→ Task to complete: Write the material out again exactly as it stands.

→ Information provided:
##########

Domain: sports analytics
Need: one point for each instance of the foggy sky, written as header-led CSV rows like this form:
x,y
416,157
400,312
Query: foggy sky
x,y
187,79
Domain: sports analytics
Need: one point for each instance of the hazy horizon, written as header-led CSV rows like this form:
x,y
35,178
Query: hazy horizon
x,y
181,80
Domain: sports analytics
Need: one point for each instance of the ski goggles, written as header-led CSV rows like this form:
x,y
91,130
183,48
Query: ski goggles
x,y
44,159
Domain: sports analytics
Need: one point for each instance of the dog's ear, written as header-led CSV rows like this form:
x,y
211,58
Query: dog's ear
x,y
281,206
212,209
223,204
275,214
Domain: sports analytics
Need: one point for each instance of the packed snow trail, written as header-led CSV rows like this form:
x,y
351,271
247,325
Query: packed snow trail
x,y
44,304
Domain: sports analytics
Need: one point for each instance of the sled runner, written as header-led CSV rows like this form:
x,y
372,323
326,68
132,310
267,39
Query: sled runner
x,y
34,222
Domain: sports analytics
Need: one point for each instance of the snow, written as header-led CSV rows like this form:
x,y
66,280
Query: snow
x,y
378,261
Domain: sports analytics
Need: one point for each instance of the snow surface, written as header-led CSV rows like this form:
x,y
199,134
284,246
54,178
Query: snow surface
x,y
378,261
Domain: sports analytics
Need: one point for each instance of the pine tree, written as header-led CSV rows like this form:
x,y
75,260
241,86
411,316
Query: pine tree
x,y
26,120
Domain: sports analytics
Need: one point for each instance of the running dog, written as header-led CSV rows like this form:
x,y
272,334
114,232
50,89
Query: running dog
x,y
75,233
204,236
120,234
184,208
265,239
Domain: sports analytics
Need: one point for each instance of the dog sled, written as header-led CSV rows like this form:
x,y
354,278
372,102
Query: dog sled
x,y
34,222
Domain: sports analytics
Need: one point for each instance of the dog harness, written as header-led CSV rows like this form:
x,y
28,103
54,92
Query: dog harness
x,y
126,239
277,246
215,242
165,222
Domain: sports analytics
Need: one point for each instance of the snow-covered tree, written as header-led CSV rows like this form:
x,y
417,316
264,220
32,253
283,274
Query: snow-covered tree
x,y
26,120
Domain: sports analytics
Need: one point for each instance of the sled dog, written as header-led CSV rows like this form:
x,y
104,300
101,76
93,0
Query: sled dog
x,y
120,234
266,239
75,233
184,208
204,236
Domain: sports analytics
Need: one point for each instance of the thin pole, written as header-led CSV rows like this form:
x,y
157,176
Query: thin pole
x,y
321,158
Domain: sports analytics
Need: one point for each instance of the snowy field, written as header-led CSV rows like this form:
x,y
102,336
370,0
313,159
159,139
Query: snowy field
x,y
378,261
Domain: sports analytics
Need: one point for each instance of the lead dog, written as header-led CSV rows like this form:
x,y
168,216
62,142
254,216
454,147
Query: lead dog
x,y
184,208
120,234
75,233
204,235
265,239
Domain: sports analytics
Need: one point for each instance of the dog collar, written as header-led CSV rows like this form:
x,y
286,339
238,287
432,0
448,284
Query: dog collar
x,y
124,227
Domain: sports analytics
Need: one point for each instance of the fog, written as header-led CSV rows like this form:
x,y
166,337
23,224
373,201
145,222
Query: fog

##########

→ Reply:
Domain: sports analytics
Need: one point for each instance of the foggy sky, written as header-led CSV rows like this form:
x,y
416,157
400,312
Query: foggy sky
x,y
187,79
Domain: sports analytics
Need: one point for each instance of the hazy horizon, written as header-led CSV rows like this form:
x,y
35,178
Query: hazy horizon
x,y
181,80
Domain: sports analytics
Need: one point for each instance of the ski goggles, written as header-led CSV rows like this form:
x,y
91,130
183,48
Query: ski goggles
x,y
44,159
Domain: sports analytics
Need: one point for each instance of the dog's ear, written as header-led CSV rows like this form:
x,y
211,58
Query: dog's ear
x,y
281,206
212,209
223,204
275,214
Domain: sports analytics
Need: one point for each instance of the packed snow trail, written as header-led CSV rows like this form:
x,y
351,271
247,325
Query: packed snow trail
x,y
44,304
Domain: sports analytics
Need: one point for each instance of the sled runner, written as header-led CSV rows like this form:
x,y
372,323
326,68
132,310
267,39
Query: sled runner
x,y
34,222
Domain: sports analytics
Need: one point for each instance of the snow, written as header-led CSV rows like this form:
x,y
66,280
Query: snow
x,y
378,261
Domain: sports analytics
Need: one point for each instance of the snow surface, written as header-led CSV rows like this form:
x,y
199,134
284,246
54,178
Query: snow surface
x,y
378,261
Domain: sports analytics
Need: one point for each instance of the pine tree, written as header-led CSV rows like this form:
x,y
75,260
241,86
411,316
Query: pine tree
x,y
26,120
Domain: sports analytics
Need: one point for each instance of the running dog, written as header-led CSV rows like this form:
x,y
272,334
114,232
50,89
Query: running dog
x,y
75,233
204,236
120,234
184,208
265,239
Domain: sports analytics
Need: one point for each instance of the dog sled, written as header-led CSV rows like this form:
x,y
354,278
372,102
Query: dog sled
x,y
34,222
Domain: sports analytics
Need: one point for each instance of the dog harness, written as header-led CSV rows like this form:
x,y
28,103
54,92
Query: dog harness
x,y
126,239
277,246
215,242
165,222
Domain: sports analytics
Need: one point for each instance of the snow-covered tree, written as header-led CSV rows like this form:
x,y
417,316
264,220
32,253
283,274
Query: snow-covered tree
x,y
26,120
Domain: sports analytics
Need: one point for each instance of the sled dog, written as header-led CSV rows like this form:
x,y
104,300
101,76
93,0
Query: sled dog
x,y
120,234
266,239
75,233
184,208
204,236
Domain: sports analytics
Need: one point for each instance of the thin pole, written as header-led CSV rows like this form:
x,y
157,176
Query: thin pole
x,y
321,158
Domain: sports analytics
Need: one point for each instance of the snowy field, written as header-led CSV rows like this form:
x,y
102,336
370,0
313,159
159,139
Query: snowy field
x,y
378,261
Domain: sports analytics
Need: one point for each instance of the lead dog, written as header-led CSV rows like this form:
x,y
168,216
62,142
254,216
454,147
Query: lead dog
x,y
184,208
120,234
75,233
204,235
265,239
Domain: sports analytics
Need: one point for each instance of the dog collar, written as header-led CSV rows like this form:
x,y
286,339
238,287
432,0
448,284
Query: dog collar
x,y
124,227
Domain: sports analytics
Need: one point for each instance of the fog, written as header-led CSV rows like this form:
x,y
166,337
23,224
373,201
145,222
Query: fog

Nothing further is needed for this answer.